Estou com esperança, pois a luta por equidade avança. Precisamos ainda provocar as nossas jovens para adentrar no mundo da tecnologia e quebrar os estereótipos.

“Precisamos ainda provocar as nossas jovens para adentrar no mundo da tecnologia e quebrar os esteriótipos” / Foto: Reprodução/Instituto de Física UFRGS

Nesse especial do 8 de Março, vemos que em muitas profissões a predominância ainda é de homens brancos, profissões feitas por homens. Na ciência tivemos avanços? Muitas mulheres desistem da carreira?

Hoje no Brasil, somos 50% de graduadas e doutoras se somarmos todas as ciências, mas mesmo nas ciências biológicas estamos longe de 50% na liderança. Nunca tivemos uma ministra de Ciência e Tecnologia, no máximo substitutas temporárias. Nunca tivemos uma presidente do CNPq ou uma presidente da Academia Brasileira de Ciências. Esta é a hora da virada.

Quando te interessastes pela Física tinha algum referencial feminino?

O meu referencial feminino era como para muitas jovens a Marie Curie. Ela ganhou dois prêmios Nobel, foi uma mulher de grande expressão, ajudou no esforço de guerra. Apesar de tudo que fez nunca foi membro da Academia Francesa de Ciências. Só teve salário ao ficar viúva e quando se apaixonou por um colega casado a sociedade foi cruel com ela. Mesmo para mulheres geniais, a vida não era fácil.

Fale um pouco sobre o machismo presente no meio científico.

Estamos finalizando um estudo na UFRGS onde mostramos que o assédio moral, comentários inadequados por docentes no meio acadêmico são muito comuns. O meio científico reflete a sociedade patriarcal onde o papel da mulher não é ser liderança ou ser inovadora. A mulher é ainda vista como coadjuvante.

“Estamos finalizando um estudo na UFRGS onde mostramos que o assédio moral, comentários inadequados por docentes no meio acadêmico são muito comuns” / Foto: Reprodução/Instituto de Física UFRGS

Como fazer para que a voz das mulheres seja ouvida nesse campo?

Temos que ser unidades. Sempre peço para colegas que se tiverem oportunidade de indicar alguém para algo pensem: será que não há uma mulher adequada para o cargo? Pensar faz maravilhas.

Além disso, sejamos unidas para enfrentar as constantes interrupções de homens quando estamos falando e debatendo (maninterrupting), a ousadia de alguns homens de explicar os temas nos quais nós somos especialistas (mansplaining) ou mesmo quando nos manipulam tentando interpretar nossa revolta contra o preconceito atribuindo isto a uma histeria feminina (gaslighting).

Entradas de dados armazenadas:
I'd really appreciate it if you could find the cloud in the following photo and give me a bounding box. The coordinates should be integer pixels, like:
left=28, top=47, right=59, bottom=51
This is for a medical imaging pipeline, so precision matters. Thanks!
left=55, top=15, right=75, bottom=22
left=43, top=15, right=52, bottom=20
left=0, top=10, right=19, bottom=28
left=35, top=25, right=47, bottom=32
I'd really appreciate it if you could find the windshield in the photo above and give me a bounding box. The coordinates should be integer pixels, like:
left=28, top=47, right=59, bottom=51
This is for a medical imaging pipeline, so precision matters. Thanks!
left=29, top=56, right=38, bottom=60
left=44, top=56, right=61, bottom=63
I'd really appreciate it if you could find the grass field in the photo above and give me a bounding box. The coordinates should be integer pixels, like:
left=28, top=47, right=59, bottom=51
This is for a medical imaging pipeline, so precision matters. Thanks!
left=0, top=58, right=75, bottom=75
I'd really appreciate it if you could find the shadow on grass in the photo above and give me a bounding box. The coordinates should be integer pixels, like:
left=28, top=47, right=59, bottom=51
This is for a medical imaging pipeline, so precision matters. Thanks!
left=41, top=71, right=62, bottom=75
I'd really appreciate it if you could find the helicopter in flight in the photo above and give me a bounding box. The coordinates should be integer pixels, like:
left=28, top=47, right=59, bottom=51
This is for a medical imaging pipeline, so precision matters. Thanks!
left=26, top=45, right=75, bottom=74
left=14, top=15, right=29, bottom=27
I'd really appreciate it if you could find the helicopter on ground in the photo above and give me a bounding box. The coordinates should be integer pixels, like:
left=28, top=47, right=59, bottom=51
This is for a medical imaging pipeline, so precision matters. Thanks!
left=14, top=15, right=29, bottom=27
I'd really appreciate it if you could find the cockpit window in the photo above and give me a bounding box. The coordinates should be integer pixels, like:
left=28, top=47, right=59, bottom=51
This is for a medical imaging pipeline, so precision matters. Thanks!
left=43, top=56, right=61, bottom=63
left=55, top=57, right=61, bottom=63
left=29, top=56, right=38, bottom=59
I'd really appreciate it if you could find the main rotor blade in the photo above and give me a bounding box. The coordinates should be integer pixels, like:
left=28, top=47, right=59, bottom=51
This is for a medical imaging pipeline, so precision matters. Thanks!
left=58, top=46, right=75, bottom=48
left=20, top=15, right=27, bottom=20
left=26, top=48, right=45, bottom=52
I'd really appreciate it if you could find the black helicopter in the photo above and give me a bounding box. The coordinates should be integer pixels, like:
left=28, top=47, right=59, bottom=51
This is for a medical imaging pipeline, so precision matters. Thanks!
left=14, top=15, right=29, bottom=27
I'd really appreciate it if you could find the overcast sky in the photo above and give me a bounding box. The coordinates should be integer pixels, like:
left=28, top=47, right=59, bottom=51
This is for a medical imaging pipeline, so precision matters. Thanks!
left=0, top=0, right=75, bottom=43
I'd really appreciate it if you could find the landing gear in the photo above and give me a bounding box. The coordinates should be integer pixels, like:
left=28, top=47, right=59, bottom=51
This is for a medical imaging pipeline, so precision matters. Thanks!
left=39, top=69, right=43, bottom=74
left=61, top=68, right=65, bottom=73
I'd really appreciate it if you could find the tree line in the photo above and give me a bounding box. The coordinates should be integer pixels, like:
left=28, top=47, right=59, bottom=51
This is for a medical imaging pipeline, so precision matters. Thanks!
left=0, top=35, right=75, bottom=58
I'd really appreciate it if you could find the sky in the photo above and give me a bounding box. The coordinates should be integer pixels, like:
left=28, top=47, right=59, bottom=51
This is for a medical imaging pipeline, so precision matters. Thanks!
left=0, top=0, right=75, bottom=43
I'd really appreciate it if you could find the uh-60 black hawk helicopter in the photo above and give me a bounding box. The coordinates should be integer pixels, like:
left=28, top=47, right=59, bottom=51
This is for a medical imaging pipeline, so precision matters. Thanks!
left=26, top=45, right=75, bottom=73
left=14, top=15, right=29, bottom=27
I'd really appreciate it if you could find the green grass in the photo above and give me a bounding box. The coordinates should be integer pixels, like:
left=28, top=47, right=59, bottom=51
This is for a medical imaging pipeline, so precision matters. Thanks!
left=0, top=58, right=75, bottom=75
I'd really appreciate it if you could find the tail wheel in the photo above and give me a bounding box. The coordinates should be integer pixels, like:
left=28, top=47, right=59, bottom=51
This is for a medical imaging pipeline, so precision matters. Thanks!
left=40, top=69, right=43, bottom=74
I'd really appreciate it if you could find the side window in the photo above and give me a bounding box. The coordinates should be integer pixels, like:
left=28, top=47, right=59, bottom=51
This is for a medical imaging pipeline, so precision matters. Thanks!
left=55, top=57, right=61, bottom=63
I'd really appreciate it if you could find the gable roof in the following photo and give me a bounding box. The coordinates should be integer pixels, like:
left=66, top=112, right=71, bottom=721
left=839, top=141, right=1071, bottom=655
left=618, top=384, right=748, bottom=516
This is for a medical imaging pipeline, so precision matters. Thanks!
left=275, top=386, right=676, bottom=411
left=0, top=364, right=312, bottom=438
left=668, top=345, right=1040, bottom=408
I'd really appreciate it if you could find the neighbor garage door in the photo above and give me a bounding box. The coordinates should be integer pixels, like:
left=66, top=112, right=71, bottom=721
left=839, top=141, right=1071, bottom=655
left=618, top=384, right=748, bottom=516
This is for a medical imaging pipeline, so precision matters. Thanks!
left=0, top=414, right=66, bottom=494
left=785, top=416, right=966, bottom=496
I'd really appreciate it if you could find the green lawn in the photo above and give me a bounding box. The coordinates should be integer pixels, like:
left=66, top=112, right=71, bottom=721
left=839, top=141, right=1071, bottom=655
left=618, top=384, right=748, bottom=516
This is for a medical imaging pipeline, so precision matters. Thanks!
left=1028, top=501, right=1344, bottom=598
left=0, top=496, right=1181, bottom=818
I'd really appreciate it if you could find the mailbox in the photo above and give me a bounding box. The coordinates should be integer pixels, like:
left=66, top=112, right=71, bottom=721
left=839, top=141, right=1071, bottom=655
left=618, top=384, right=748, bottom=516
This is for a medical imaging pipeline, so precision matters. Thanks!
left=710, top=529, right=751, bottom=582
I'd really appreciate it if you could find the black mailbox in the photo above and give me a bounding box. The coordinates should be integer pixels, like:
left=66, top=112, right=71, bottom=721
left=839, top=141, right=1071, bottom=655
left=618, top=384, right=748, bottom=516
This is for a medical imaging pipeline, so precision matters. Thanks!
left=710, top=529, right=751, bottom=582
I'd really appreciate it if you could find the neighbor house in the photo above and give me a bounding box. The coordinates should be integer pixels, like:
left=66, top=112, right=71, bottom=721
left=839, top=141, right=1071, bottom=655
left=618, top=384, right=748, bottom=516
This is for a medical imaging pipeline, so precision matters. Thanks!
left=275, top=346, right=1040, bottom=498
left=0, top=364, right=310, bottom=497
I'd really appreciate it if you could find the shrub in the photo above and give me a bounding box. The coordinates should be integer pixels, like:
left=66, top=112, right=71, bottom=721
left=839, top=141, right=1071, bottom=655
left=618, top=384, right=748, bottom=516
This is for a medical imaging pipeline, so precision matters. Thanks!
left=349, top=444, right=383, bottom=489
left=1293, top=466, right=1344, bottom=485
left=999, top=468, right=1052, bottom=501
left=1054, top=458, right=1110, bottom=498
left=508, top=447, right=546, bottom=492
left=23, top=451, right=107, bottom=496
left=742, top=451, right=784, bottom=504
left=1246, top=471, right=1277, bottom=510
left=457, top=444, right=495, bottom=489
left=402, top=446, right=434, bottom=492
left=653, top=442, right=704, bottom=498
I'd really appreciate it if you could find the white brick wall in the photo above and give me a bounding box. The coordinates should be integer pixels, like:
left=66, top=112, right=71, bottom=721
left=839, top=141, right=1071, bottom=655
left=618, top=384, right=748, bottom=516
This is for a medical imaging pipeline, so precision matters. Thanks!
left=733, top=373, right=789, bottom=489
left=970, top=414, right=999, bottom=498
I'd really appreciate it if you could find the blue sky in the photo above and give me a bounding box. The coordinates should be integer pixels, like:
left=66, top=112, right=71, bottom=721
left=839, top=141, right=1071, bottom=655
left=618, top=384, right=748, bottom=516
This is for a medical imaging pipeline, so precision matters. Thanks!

**Sobre a tarefa**
Copie do texto sobre mulheres na ciência tudo o que vai desde "Nesse especial do" até "hora da virada.".

**Problema resolvido**
Nesse especial do 8 de Março, vemos que em muitas profissões a predominância ainda é de homens brancos, profissões feitas por homens. Na ciência tivemos avanços? Muitas mulheres desistem da carreira?

Hoje no Brasil, somos 50% de graduadas e doutoras se somarmos todas as ciências, mas mesmo nas ciências biológicas estamos longe de 50% na liderança. Nunca tivemos uma ministra de Ciência e Tecnologia, no máximo substitutas temporárias. Nunca tivemos uma presidente do CNPq ou uma presidente da Academia Brasileira de Ciências. Esta é a hora da virada.